▸ WHAT TO PRODUCE:
Copy all of the material below line for line, changing nothing.

▸ RAW DATA:
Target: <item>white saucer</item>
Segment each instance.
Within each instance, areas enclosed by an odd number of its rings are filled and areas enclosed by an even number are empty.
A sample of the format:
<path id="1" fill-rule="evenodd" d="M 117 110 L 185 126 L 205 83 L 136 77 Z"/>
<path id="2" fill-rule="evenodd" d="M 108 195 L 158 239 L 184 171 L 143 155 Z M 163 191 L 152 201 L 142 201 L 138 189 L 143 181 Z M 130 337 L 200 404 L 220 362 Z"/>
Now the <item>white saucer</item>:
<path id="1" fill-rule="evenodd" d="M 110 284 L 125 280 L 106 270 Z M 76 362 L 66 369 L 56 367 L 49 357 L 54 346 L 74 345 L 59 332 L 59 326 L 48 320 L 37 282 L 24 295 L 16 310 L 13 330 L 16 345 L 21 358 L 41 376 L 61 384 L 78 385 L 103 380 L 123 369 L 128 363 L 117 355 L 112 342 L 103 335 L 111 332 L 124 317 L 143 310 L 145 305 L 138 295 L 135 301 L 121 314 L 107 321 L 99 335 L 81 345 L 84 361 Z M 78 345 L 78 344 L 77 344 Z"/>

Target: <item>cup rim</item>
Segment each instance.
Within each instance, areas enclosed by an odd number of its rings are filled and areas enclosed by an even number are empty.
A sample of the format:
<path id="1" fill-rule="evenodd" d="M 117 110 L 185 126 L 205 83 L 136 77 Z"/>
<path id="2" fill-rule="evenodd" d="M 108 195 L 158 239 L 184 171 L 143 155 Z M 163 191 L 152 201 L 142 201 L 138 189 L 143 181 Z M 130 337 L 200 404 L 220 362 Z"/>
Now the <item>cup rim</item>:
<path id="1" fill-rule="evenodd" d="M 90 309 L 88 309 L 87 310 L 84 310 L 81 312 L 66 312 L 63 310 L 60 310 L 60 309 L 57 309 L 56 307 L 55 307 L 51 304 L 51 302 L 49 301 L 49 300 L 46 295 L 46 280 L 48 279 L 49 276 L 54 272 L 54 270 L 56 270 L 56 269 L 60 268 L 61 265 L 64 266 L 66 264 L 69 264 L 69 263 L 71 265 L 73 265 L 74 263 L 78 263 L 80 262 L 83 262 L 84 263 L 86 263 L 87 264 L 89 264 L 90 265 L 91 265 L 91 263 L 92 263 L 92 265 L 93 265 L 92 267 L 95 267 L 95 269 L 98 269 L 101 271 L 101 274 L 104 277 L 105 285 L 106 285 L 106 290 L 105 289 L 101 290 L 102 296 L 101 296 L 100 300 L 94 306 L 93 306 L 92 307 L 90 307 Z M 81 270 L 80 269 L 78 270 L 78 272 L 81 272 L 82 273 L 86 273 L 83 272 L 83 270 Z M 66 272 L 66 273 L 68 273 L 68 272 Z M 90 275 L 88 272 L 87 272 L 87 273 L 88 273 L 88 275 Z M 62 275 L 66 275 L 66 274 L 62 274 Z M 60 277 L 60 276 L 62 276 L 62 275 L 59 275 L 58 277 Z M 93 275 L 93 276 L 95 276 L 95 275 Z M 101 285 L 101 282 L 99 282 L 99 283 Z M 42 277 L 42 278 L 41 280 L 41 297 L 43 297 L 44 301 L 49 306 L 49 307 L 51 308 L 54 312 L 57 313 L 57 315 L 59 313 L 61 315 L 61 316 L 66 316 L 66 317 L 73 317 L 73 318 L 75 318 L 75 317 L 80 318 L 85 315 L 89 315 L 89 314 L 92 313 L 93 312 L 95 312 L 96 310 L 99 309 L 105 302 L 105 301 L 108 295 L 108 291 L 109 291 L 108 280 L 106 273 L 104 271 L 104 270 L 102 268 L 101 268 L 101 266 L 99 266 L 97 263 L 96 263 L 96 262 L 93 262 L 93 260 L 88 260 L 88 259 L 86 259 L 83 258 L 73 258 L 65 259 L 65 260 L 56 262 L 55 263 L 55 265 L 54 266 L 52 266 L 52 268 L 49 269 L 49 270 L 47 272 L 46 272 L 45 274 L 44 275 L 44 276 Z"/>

▸ SOLUTION FOR THIS TASK:
Target: <item>white saucer</item>
Segment each instance.
Within each instance, areas enclosed by an odd number of its rings are filled and areas enclosed by an even number are empty.
A sample of the format:
<path id="1" fill-rule="evenodd" d="M 117 110 L 185 126 L 205 83 L 136 77 Z"/>
<path id="2" fill-rule="evenodd" d="M 108 195 L 158 239 L 184 171 L 143 155 Z M 163 191 L 152 201 L 142 201 L 138 189 L 143 181 Z M 130 337 L 200 404 L 220 362 Z"/>
Now the <item>white saucer</item>:
<path id="1" fill-rule="evenodd" d="M 110 284 L 125 280 L 106 270 Z M 76 362 L 66 369 L 56 367 L 49 357 L 54 346 L 74 345 L 59 332 L 59 326 L 48 320 L 37 282 L 24 295 L 16 310 L 13 330 L 16 345 L 21 358 L 41 376 L 61 384 L 78 385 L 103 380 L 123 369 L 128 363 L 117 355 L 112 342 L 103 335 L 111 332 L 124 317 L 143 310 L 145 305 L 138 295 L 135 301 L 121 314 L 107 321 L 99 335 L 81 345 L 84 361 Z M 78 345 L 78 344 L 77 344 Z"/>

Target: <item>cup rim</item>
Segment each instance.
Within each instance, areas enclosed by an odd number of its rings are filled and areas enclosed by an even number are empty.
A sample of the format:
<path id="1" fill-rule="evenodd" d="M 117 110 L 185 126 L 205 83 L 136 77 Z"/>
<path id="2" fill-rule="evenodd" d="M 108 195 L 158 239 L 184 171 L 143 155 Z M 163 191 L 152 201 L 142 201 L 138 189 L 143 181 Z M 130 337 L 200 404 L 220 362 Z"/>
Now the <item>cup rim</item>:
<path id="1" fill-rule="evenodd" d="M 90 309 L 88 309 L 87 310 L 84 310 L 81 312 L 66 312 L 63 310 L 60 310 L 60 309 L 57 309 L 56 307 L 55 307 L 51 304 L 51 302 L 49 301 L 49 300 L 46 295 L 46 280 L 48 279 L 49 276 L 54 272 L 54 270 L 56 270 L 56 269 L 60 268 L 61 265 L 64 266 L 66 264 L 69 264 L 69 263 L 71 265 L 73 265 L 74 263 L 78 263 L 80 262 L 83 262 L 84 263 L 86 263 L 87 264 L 89 264 L 90 265 L 91 265 L 91 263 L 92 263 L 92 265 L 93 265 L 92 267 L 95 267 L 95 269 L 98 269 L 101 271 L 101 274 L 104 277 L 105 285 L 106 285 L 106 290 L 105 289 L 101 290 L 102 296 L 101 296 L 100 300 L 94 306 L 93 306 L 92 307 L 90 307 Z M 81 270 L 80 269 L 78 270 L 78 272 L 81 272 L 82 273 L 86 273 L 83 272 L 83 270 Z M 66 272 L 66 273 L 68 273 L 68 272 Z M 90 275 L 88 272 L 87 272 L 87 273 L 88 273 L 88 275 Z M 62 275 L 66 275 L 66 274 L 62 274 Z M 60 277 L 60 276 L 62 276 L 62 275 L 59 275 L 58 277 Z M 93 275 L 93 276 L 95 276 L 95 275 Z M 101 285 L 101 282 L 99 282 L 99 283 Z M 42 277 L 42 278 L 41 280 L 41 297 L 43 297 L 44 301 L 49 306 L 49 307 L 51 308 L 54 312 L 57 313 L 57 315 L 59 313 L 61 315 L 61 316 L 66 316 L 66 317 L 73 317 L 73 318 L 75 318 L 75 317 L 80 318 L 85 315 L 89 315 L 89 314 L 92 313 L 93 312 L 95 312 L 96 310 L 99 309 L 105 302 L 105 301 L 108 295 L 108 291 L 109 291 L 108 280 L 106 273 L 104 271 L 104 270 L 102 268 L 101 268 L 101 266 L 99 266 L 97 263 L 96 263 L 96 262 L 93 262 L 93 260 L 88 260 L 88 259 L 86 259 L 83 258 L 73 258 L 65 259 L 65 260 L 56 262 L 55 263 L 55 265 L 54 266 L 52 266 L 52 268 L 49 269 L 49 270 L 47 272 L 46 272 L 45 274 L 44 275 L 44 276 Z"/>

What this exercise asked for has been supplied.